* Objetivo do exercício
Prossiga, por favor, com o texto sobre o Idiota Sem Máscara a partir do ponto em que ele termina.

* Trecho
★ ★ ★ ★ ★ ★ ★
O Idiota Sem Máscara

5 de maio de 2021 1 Por Leandro Marçal

Essa espécie ainda não foi devidamente catalogada pela taxionomia, ciência dedicada à classificação e categorização dos seres vivos. Mas, desde o ano passado, observadores mais atentos reparam na presença do animal nocivo e selvagem pelas cidades brasileiras.

Semanas atrás, fui doar sangue. O prédio é bem afastado do restante do hospital, garantindo maior segurança aos homens e mulheres de boa vontade, preocupados com o baixo estoque em tempos de pandemia. Depois de furar o meu braço e despejar quase meio litro vermelho numa bolsa, só pensava em comer o desejado lanche. Sozinho naquela sala, bati o sanduíche na minha máscara. Esqueci de tirá-la e senti medo, mesmo sem ninguém ao lado.

Quando preciso sair de casa, sinto pânico de passar poucos segundos sem a proteção sobre a face. Em compensação, me espanto ao me deparar com seres da espécie não catalogada. O Idiota Sem Máscara acredita ser imortal. Seu cérebro atrofiado tem convicção da covid-19 ser doença para os outros, somente para os outros. “Aqui não, aqui nunca”, ele “pensa”.

Volta e meia, esse animal dá boas gargalhadas e aponta o dedo para quem se protege nas ruas, como se flagrasse um homem pelado andando para lá e para cá sem notar a roupa rasgada. ­Para o Idiota Sem Máscara, é uma piada muito engraçada ver gente se protegendo contra uma doença que matou mais de 400 mil conterrâneos. Um humor desbotado, suponho.
★ ★ ★ ★ ★ ★ ★
* Extratos de dados
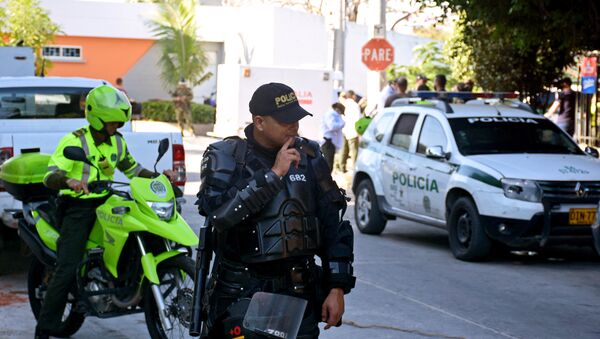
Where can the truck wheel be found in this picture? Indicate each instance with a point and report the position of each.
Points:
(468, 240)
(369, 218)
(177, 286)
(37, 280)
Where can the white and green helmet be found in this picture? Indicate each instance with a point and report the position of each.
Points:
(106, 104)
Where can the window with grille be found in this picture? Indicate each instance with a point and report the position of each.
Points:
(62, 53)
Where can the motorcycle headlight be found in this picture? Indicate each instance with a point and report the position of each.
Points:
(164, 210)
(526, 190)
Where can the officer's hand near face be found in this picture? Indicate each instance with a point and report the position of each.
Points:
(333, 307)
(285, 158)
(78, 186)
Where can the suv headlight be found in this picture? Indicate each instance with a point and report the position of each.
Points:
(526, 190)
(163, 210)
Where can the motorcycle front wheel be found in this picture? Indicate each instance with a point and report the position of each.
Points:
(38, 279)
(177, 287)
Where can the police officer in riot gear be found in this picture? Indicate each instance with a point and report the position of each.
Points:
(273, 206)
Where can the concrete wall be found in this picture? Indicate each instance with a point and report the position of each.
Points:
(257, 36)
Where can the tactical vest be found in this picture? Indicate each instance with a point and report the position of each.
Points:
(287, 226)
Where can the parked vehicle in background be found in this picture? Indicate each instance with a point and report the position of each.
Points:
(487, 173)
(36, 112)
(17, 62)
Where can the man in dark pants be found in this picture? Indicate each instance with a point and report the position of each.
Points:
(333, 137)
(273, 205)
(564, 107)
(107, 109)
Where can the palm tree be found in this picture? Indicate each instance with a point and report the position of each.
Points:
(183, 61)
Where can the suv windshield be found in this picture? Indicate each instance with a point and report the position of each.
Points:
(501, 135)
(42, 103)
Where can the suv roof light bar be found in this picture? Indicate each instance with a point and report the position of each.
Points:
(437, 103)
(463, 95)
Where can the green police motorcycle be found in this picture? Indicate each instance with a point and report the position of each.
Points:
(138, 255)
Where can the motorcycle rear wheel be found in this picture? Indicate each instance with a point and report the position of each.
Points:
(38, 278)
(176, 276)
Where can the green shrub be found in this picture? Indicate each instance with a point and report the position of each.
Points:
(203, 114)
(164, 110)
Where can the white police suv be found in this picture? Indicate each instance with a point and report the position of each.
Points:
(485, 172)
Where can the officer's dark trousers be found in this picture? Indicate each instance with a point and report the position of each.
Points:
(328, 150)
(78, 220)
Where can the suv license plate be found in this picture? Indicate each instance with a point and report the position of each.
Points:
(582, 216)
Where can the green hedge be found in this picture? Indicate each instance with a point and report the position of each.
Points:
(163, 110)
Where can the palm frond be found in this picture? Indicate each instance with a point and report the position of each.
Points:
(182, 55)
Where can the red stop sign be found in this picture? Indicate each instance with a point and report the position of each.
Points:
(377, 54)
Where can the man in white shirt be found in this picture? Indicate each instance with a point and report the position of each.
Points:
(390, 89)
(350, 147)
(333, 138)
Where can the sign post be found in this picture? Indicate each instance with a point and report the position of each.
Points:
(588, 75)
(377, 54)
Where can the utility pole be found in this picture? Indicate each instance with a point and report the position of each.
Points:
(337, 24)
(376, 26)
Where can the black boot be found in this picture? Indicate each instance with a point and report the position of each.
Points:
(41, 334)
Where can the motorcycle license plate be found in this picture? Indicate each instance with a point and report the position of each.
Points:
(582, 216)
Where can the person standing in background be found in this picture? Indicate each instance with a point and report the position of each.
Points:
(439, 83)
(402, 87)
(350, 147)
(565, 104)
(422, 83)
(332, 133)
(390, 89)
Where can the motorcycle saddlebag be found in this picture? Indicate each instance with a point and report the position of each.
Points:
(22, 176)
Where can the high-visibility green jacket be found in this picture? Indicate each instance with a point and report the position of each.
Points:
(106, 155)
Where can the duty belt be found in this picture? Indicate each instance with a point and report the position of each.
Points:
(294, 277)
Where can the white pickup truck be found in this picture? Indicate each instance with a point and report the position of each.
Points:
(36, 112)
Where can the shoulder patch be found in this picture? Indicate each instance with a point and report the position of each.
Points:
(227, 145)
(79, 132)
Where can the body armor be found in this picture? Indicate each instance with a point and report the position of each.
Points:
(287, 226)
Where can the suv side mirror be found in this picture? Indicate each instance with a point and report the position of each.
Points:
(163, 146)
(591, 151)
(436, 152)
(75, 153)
★ ★ ★ ★ ★ ★ ★
* Problema resolvido
O Idiota Sem Máscara reclama do desconforto causado pelo tecido na cara, acusa a coitada de dificultar a respiração e julga ridícula essa obrigação de baixa qualidade estética nos ambientes públicos. Como bom cidadão contemporâneo em tempos digitais, o Idiota Sem Máscara atualiza seus perfis em redes sociais, onde faz questão de expor fotos e vídeos em festas, churrascos, jogos de futebol, bingos clandestinos, baladas, puteiros e outros bundalelês. Como se não houvesse amanhã. E para muitos Idiotas Sem Máscara e impotentes familiares de Idiotas Sem Máscara, o amanhã não chega numa UTI lotada.

Em ambientes com pessoas de razoável conhecimento científico e alguma coragem, o Idiota Sem Máscara é caçado feito ratazana, sendo acuado como se fugisse de um cabo de vassoura pronto para lhe abater. Com o aumento desses casos, surgiu uma subespécie: o Idiota Com Máscara No Queixo. Não se engane, são dois animais da mesma espécie, ambos perigosos e nocivos. Especialistas indicam se afastar das criaturas peçonhentas, mesmo custando prejuízos à vida social para quem ainda acredita nisso, além de indesejáveis bloqueios nas redes. Nos meios virtuais, as espécies costumam gritar e encontram outras espécies de idiotas, algumas com altos cargos na política local e nacional.

O Idiota Sem Máscara é uma praga urbana. Se eu precisar sair de casa, o pânico de ter o nariz desprotegido será até um bom sinal de que não fui contaminado pelo vírus da insensatez.

Só os Idiotas insistem no “direito” de não usar máscaras. Aliás, os Cretinos também. Volta e meia, as duas espécies se confundem. Não vai faltar trabalho para a taxionomia.